* **Written exercise**: Rewrite only the material starting with the line that contains "Task: point out the gravel" and going on through the line that contains "[[214, 211]]", requests included. Shift every coordinate in the answer points by adding 75, and leave the sample coordinates in the requests unchanged.

Lines of data
>> Begin
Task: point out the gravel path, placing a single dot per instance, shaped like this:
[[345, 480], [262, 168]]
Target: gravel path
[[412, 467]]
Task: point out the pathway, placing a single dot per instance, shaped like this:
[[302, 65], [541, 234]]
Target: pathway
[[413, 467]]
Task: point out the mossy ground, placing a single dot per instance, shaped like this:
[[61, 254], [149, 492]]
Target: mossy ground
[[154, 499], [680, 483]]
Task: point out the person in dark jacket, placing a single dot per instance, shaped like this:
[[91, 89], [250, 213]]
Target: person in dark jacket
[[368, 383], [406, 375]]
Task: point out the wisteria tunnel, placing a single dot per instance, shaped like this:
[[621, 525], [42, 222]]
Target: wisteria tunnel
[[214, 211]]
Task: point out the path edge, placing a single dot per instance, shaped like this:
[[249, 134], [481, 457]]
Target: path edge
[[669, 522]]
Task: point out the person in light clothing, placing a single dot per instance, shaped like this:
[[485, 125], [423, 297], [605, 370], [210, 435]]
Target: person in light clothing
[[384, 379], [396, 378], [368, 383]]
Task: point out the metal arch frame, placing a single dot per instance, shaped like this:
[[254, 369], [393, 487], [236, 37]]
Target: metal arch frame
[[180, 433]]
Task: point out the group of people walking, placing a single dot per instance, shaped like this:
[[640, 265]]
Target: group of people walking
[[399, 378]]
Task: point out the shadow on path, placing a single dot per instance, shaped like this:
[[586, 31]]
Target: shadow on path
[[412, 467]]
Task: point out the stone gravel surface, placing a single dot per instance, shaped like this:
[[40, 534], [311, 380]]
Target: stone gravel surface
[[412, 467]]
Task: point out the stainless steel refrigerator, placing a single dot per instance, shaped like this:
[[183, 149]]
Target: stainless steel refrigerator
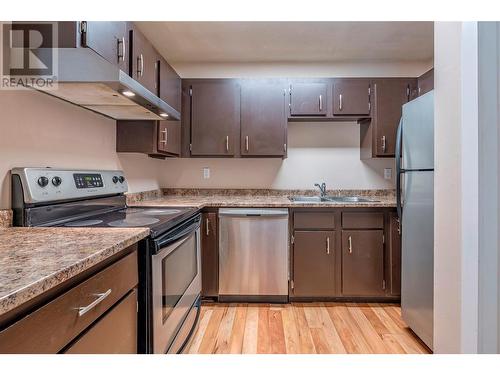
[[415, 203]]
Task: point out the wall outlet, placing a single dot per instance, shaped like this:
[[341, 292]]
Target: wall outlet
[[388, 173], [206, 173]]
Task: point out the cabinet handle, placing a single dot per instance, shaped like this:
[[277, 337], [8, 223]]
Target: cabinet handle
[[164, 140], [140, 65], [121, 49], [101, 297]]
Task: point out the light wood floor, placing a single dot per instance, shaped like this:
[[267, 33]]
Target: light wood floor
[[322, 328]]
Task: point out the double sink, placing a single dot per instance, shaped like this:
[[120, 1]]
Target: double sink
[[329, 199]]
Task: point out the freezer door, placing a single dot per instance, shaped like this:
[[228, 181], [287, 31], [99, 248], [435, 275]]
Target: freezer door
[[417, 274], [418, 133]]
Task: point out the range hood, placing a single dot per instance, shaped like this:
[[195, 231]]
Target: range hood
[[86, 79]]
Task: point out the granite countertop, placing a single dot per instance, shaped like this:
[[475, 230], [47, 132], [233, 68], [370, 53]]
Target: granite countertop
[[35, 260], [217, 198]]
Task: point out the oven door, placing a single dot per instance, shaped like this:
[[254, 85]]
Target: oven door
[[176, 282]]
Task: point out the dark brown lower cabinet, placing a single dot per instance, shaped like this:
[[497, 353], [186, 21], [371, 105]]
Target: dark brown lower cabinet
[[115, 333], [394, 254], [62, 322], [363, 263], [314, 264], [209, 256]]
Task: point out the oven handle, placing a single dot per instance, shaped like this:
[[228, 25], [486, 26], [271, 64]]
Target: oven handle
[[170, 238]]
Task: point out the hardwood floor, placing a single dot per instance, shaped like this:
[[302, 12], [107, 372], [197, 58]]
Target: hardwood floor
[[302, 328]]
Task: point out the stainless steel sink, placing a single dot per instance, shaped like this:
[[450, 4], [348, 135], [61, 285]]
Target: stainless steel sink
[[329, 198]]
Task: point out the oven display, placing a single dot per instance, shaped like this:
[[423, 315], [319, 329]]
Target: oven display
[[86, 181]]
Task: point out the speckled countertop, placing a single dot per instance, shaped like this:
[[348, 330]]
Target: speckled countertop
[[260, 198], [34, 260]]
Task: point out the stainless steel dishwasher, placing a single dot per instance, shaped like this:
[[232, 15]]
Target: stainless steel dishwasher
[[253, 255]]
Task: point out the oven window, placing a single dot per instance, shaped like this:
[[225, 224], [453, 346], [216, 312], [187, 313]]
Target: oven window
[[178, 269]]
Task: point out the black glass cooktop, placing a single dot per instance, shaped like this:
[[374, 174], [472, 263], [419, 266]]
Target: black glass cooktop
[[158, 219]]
>> End
>> Begin
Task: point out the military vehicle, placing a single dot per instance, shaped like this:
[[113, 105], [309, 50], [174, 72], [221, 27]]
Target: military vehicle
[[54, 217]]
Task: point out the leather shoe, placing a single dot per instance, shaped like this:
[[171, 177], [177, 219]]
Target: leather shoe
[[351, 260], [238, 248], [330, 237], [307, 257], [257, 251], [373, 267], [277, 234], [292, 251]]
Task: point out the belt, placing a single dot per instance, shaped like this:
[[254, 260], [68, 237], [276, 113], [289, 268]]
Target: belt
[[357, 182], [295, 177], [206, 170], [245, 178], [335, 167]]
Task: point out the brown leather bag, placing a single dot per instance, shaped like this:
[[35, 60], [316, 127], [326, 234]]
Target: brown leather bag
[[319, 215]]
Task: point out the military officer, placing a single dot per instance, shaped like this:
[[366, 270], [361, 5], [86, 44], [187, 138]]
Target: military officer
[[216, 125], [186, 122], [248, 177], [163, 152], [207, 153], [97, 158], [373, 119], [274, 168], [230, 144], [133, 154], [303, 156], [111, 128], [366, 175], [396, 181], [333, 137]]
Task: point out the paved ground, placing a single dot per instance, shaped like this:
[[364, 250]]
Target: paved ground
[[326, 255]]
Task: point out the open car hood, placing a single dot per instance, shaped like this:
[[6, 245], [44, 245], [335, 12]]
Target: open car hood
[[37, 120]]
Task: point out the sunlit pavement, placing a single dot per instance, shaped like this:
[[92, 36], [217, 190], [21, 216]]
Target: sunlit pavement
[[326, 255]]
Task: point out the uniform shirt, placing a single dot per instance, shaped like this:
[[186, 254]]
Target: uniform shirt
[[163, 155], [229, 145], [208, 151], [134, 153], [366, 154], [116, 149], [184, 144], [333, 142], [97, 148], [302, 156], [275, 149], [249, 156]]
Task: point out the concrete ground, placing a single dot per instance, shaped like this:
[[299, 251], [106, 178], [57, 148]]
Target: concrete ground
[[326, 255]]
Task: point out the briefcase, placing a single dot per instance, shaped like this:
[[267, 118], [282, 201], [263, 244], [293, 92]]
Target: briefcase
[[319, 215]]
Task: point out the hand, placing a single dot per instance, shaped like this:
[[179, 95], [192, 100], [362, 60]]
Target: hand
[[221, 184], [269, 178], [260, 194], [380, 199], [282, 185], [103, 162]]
>> End
>> Begin
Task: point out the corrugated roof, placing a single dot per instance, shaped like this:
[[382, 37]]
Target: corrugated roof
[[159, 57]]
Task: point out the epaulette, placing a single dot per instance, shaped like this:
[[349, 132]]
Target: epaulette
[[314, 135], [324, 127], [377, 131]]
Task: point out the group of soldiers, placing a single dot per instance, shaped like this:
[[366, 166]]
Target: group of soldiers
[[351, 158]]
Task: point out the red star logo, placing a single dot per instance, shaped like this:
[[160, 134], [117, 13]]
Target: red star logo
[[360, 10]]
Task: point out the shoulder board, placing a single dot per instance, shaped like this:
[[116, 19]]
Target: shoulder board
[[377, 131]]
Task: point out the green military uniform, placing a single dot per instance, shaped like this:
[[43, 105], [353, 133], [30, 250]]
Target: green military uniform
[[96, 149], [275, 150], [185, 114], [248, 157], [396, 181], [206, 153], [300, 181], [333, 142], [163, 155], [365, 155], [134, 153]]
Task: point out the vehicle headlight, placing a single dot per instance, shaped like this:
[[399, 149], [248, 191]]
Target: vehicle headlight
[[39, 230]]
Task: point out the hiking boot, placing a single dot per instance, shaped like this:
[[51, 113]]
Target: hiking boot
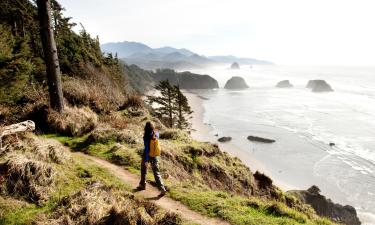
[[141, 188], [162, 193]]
>> End
* **Completed task**:
Task: point out the gravel path, placing a single dot per instance, shaped like this:
[[345, 480], [262, 168]]
Target: gravel path
[[487, 542]]
Task: point out the pathway, placing a single dot per instance, shaped like this:
[[302, 65], [541, 234]]
Target: pathway
[[488, 542]]
Task: point out the mossy ground, placing a single dot per instance, shaped like this:
[[61, 254], [149, 492]]
Target: mossy ground
[[229, 574], [755, 558]]
Task: point out the person in dark jacket, placing a single dot per instance, shaped like this:
[[91, 89], [250, 213]]
Target: person in dark jacket
[[443, 458], [481, 450]]
Task: point out the wisteria tunnel, placing a single dot per instance, shaped like this:
[[621, 525], [42, 222]]
Target: wisteria tunnel
[[289, 286]]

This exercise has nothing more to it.